§ TASK DETAILS
Look through the data below and return each line where "building" appears.

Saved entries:
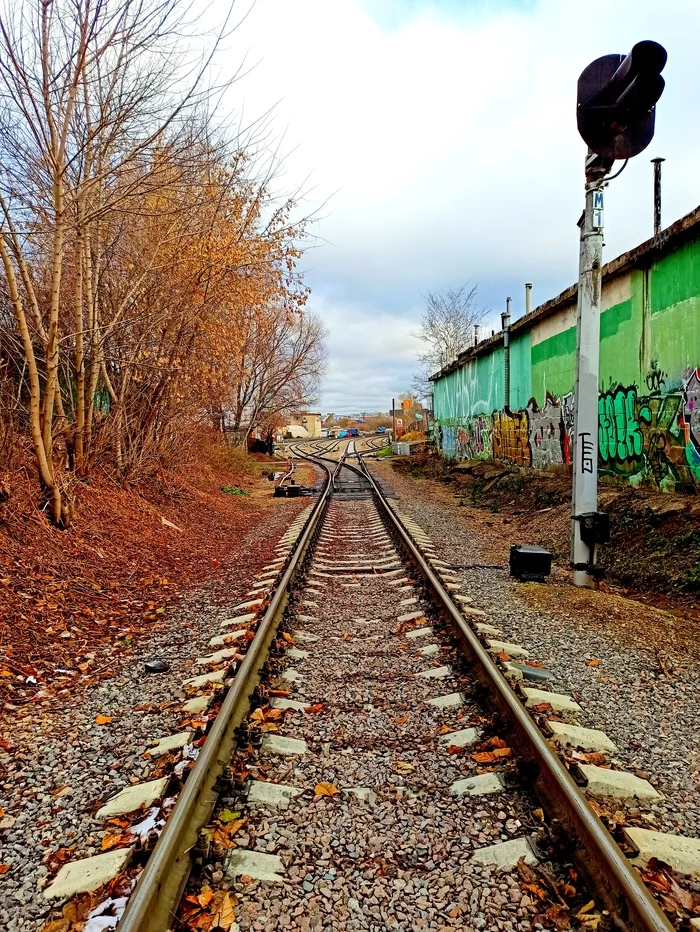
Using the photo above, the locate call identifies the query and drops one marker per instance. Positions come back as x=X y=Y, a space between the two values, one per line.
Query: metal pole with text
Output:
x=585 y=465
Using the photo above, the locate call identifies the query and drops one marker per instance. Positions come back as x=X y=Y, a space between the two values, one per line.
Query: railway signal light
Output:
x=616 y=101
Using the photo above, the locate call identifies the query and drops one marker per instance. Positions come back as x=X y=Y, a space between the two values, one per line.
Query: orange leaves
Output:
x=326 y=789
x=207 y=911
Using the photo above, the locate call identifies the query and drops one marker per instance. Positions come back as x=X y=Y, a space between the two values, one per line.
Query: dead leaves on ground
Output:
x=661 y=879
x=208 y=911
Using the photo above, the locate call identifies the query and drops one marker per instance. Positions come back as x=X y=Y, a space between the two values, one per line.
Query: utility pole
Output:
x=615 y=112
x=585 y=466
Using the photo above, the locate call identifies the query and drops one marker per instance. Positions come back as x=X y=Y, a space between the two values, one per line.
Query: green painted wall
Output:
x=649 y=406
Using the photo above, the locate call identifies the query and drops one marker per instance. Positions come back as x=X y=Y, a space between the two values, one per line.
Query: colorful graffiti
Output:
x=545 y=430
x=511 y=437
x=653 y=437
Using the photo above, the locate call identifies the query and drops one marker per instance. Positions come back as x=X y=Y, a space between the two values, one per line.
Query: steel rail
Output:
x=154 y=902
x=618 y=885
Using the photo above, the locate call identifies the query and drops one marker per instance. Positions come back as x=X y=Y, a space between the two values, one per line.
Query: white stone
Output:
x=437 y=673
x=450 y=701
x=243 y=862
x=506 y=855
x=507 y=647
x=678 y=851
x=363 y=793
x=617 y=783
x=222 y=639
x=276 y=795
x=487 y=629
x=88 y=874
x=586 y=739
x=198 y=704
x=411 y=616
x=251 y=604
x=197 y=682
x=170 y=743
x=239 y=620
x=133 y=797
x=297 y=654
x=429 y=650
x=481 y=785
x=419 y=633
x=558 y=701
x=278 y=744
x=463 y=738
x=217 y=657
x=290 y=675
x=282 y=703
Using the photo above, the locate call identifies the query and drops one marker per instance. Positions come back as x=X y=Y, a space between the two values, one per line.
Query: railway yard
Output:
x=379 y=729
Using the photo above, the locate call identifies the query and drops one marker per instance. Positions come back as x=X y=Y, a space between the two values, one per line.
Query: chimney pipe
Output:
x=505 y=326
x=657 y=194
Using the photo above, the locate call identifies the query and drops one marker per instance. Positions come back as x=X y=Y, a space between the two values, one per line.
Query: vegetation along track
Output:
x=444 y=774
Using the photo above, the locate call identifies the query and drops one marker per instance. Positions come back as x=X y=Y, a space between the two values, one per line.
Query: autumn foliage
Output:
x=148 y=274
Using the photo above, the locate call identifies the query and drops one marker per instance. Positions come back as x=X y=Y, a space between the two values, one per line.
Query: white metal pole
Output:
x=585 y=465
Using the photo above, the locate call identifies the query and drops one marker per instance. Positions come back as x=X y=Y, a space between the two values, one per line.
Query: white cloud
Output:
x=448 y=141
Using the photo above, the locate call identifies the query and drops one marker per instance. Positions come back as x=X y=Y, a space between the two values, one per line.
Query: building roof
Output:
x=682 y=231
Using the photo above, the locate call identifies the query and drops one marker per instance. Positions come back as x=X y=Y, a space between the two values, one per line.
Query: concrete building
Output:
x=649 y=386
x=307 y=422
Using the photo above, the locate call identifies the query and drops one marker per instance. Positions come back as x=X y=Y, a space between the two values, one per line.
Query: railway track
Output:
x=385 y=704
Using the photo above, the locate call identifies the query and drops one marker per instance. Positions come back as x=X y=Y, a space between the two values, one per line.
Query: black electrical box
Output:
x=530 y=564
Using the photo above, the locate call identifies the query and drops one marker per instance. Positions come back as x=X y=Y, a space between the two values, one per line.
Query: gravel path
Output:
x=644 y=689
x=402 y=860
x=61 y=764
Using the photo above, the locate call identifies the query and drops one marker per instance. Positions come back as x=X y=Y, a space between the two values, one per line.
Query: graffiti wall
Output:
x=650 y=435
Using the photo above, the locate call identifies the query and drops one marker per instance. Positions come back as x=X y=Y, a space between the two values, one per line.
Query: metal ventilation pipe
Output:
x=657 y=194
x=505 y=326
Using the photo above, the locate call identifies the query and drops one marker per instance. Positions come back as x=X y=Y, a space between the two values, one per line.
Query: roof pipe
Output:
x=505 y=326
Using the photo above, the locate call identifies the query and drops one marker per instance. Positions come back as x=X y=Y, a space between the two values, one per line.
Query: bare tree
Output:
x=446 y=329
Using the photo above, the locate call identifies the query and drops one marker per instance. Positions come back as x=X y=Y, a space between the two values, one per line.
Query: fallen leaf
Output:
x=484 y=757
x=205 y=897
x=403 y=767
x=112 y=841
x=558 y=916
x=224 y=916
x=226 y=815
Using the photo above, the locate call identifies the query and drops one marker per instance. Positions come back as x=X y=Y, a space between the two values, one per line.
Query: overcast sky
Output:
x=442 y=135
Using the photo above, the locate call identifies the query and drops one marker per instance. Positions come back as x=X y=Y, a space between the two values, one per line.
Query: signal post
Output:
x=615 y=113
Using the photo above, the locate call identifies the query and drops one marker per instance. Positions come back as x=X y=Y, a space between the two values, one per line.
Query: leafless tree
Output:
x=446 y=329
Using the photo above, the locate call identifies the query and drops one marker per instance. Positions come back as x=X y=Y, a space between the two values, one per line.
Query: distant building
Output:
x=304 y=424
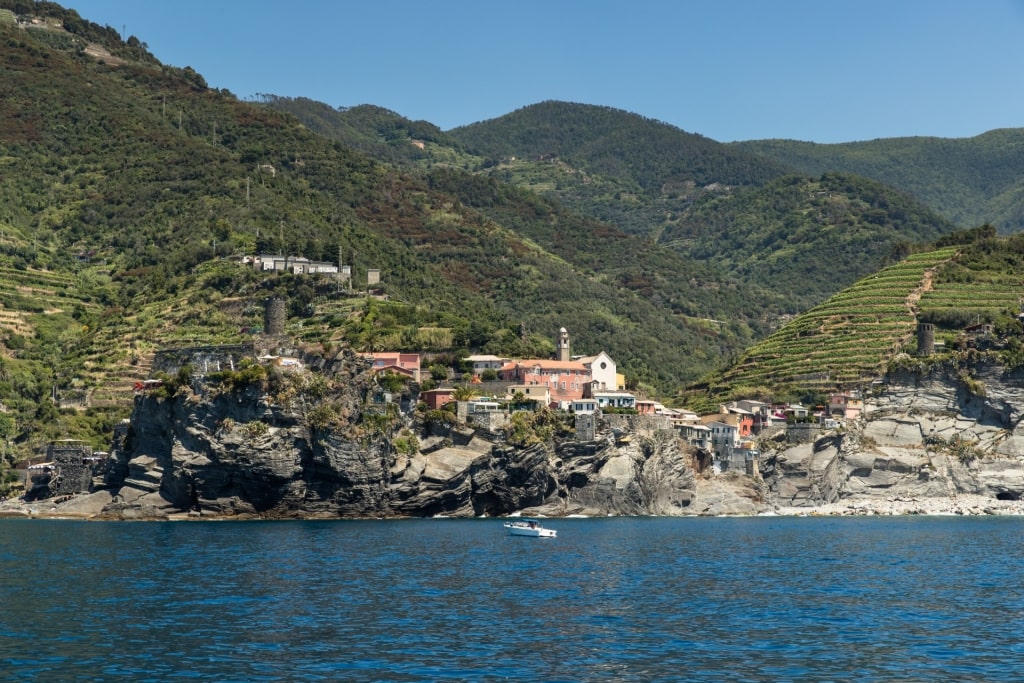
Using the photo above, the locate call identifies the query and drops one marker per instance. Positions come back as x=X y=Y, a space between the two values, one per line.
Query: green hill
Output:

§ ANSWER SPACE
Query: building roof
Query: concrete building
Query: distant building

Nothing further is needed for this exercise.